# Your goal:
Copy all of the items below, replacing each occurrence of "one dot per instance" with "one point per instance" and changing nothing else.
━━━━━ Rows ━━━━━
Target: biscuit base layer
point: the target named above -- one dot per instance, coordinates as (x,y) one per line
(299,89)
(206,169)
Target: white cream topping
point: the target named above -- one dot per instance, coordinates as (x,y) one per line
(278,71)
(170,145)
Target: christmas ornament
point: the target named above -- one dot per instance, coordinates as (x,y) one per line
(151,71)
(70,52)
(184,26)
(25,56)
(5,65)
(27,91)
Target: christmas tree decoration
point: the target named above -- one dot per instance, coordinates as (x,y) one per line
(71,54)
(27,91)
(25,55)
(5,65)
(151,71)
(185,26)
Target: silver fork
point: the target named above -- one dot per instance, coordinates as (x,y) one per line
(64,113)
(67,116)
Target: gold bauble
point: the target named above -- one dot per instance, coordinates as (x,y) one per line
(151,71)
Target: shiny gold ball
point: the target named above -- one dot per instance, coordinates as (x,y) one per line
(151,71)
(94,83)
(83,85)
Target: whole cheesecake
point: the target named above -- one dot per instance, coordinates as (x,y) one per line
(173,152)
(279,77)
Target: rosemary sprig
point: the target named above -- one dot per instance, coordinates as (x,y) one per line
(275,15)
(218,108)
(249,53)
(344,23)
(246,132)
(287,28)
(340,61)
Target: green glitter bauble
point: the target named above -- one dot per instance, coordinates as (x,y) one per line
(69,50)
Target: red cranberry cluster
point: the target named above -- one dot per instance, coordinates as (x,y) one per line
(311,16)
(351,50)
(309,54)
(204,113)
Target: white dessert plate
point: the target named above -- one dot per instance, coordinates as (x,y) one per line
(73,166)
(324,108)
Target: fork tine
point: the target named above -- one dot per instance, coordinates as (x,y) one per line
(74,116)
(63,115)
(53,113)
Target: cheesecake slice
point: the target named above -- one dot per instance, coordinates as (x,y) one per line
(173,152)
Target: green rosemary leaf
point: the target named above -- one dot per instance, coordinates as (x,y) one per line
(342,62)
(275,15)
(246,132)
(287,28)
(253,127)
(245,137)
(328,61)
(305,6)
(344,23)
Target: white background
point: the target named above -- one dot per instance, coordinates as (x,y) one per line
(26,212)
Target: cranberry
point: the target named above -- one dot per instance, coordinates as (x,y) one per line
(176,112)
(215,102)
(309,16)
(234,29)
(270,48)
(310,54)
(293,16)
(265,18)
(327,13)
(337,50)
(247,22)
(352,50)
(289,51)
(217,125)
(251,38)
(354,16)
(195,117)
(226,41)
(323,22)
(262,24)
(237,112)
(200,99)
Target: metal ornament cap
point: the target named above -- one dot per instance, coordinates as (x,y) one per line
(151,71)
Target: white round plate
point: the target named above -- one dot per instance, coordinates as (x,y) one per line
━━━━━
# Solution:
Target: biscuit base layer
point: the target named above -- one point per instance, coordinates as (x,y) one per line
(299,89)
(206,169)
Target: white cream topping
point: the target named above -- one point per instance, coordinates as (x,y) one per line
(278,71)
(170,145)
Target: christmas ornament
point: the target named above -- one point per instance, coordinates as (x,y) one per line
(151,71)
(70,52)
(184,26)
(25,56)
(5,65)
(27,91)
Target: christmas tree decoration
point: the target named above -- one point per instance, coordinates as (x,y) one per line
(71,54)
(27,91)
(25,55)
(5,65)
(151,71)
(185,26)
Target: silver fork
point: the target named above -- one point per instance, coordinates as (x,y) one per line
(64,113)
(67,116)
Target: gold bauble
point: the target named above -- one point per instance, coordinates as (x,y) one per line
(151,71)
Target: shiny gold ball
point: the target named above -- one point per instance, coordinates as (x,y) one per line
(151,71)
(94,83)
(83,85)
Target: whole cheesecake
point: the target named above -- one point per instance, coordinates as (x,y) one per line
(173,152)
(279,77)
Target: rosemary sprig
point: the target named above -- one point per instance, coordinates as (x,y) one per line
(275,15)
(218,108)
(249,53)
(344,23)
(246,132)
(287,28)
(340,61)
Target: green glitter bauble
point: the target named above -- one point per instance, coordinates as (x,y) one per line
(69,50)
Target: red cranberry cluster
point: the target named above -- one point per instance, coordinates as (x,y) one per line
(311,16)
(351,50)
(309,54)
(204,113)
Target: white dessert plate
point: the target named above -- one point per instance, coordinates as (x,y) one per line
(73,166)
(324,108)
Target: fork tine
point: the target named above -- one point per instance, coordinates as (x,y) one per line
(74,116)
(63,115)
(53,113)
Target: cheesecake slice
point: the target named above -- one point per instance, coordinates as (x,y) one per line
(173,152)
Target: green rosemary leaf
point: the target named above -- one point per instance, coordinates as (x,y) one per line
(342,62)
(275,15)
(246,132)
(287,28)
(253,127)
(245,137)
(328,61)
(305,6)
(344,23)
Target: white background
point: the target named above -- one point per instance, coordinates as (x,y) one per line
(26,212)
Target: cranberry
point: the target named above -- one point per instance, coordinates as (x,y) one per line
(176,112)
(215,102)
(309,16)
(234,29)
(270,48)
(310,54)
(293,16)
(265,18)
(327,13)
(337,50)
(247,22)
(352,50)
(289,51)
(217,125)
(251,38)
(354,16)
(195,117)
(226,41)
(323,22)
(262,24)
(237,112)
(200,99)
Target: metal ornament cap
point: the target named above -- one point per instance, coordinates as (x,y) one per line
(151,71)
Target: white round plate
point: the target named above -- one point per instance, coordinates as (x,y) one per line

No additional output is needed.